Quoted passage:
Sunday 26 August 2018

'Holding bound' the feminine?

While working towards my doctorate, and during subsequent research with an inter-faith seminary in the States, lots of questions have been posed. Here is my response to one of them.

Question: How do our current institutions and customs “hold bound” the wisdom of the feminine? Can you explain this, using one particular example?

(The example I have chosen is that of people in positions of authority)

The UK population consists of 32,377,700 men (approx. 49%) and 33,270,400 women (approx. 51%). However, statistics clearly reveal the disproportionate number of men to women in positions of authority in the UK:
  • There are currently (2017) 195 women Members of Parliament out of a total of 650 members (30%)
  • Less than 10% CEOs in the FTSE 100 companies are women
  • Statistics published in 2015 report that only 4,415 university professors, out of a total of 19,750 are women (22%) (although women in the UK are now 35% more likely than men to attend university as undergraduates)
  • Women form only 12.8% of the Stem (science, technology, engineering, and maths) workforce in the UK
  • In the UK, 1 woman in 10 is a stay-at-home mother, while 1 man in 100 is a stay-at-home father

The existence of this predominance of men in positions of authority and power cannot help but reinforce the subordination of women and the continuance of an essentially patriarchal society - and this is despite the long and mostly popular reign of the current Queen, and the election of two women Prime Ministers - although both less popular!

Location labeling records:
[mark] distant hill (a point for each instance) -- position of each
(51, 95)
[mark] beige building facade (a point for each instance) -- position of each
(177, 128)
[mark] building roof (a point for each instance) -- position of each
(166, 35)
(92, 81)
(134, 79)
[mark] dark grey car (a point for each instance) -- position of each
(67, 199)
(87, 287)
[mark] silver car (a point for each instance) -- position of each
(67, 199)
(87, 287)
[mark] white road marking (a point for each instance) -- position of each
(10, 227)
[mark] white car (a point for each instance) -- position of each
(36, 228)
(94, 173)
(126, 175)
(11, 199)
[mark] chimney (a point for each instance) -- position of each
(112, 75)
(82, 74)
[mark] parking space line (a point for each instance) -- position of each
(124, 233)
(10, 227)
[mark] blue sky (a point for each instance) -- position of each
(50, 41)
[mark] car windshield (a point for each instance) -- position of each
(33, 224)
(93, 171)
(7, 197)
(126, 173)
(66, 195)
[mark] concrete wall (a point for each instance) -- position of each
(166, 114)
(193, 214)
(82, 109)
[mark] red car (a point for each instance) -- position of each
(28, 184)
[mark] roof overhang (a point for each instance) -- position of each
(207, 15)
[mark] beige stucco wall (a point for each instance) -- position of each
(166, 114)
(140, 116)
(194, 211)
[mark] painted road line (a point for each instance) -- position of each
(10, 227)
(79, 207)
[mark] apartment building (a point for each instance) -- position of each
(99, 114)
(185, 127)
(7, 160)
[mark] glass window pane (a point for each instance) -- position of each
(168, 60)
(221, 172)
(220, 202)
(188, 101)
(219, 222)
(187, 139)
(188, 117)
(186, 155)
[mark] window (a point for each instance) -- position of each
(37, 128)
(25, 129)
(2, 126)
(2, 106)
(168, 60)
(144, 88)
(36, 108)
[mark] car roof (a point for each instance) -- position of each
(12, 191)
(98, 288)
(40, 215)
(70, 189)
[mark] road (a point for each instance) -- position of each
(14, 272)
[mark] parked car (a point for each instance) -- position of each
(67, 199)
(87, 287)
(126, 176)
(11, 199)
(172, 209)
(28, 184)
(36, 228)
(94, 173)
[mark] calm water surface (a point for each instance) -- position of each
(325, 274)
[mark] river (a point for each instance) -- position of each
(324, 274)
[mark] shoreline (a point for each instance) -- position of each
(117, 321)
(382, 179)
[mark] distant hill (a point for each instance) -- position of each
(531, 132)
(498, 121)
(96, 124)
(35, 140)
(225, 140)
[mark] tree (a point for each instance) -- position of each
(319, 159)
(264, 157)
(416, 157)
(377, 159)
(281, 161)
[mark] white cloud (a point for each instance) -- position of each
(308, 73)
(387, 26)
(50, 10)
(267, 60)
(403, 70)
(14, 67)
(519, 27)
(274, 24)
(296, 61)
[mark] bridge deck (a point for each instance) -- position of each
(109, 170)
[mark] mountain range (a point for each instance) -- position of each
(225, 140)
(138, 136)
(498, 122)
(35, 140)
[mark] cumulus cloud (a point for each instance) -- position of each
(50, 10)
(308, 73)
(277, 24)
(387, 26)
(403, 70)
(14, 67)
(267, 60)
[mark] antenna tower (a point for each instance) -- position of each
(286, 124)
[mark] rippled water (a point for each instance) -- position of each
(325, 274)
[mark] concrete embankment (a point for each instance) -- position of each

To-do list:
1. Reproduce verbatim the passage of the post on women in authority starting at "While working towards" and ending at "one of them.".
2. For each statement below, state whether it agrees with the post on women in authority, answering yes or no and quoting the words of the post that decide it. (a) Women make up approximately 51% of the UK population. (b) In 2017 there were 195 women Members of Parliament out of a total of 650. (c) In the UK, 1 man in 10 is a stay-at-home father.

Answers to each task:
1.
While working towards my doctorate, and during subsequent research with an inter-faith seminary in the States, lots of questions have been posed. Here is my response to one of them.

2.
(a) Yes: "33,270,400 women (approx. 51%)"
(b) Yes: "There are currently (2017) 195 women Members of Parliament out of a total of 650 members (30%)"
(c) No: "1 man in 100 is a stay-at-home father"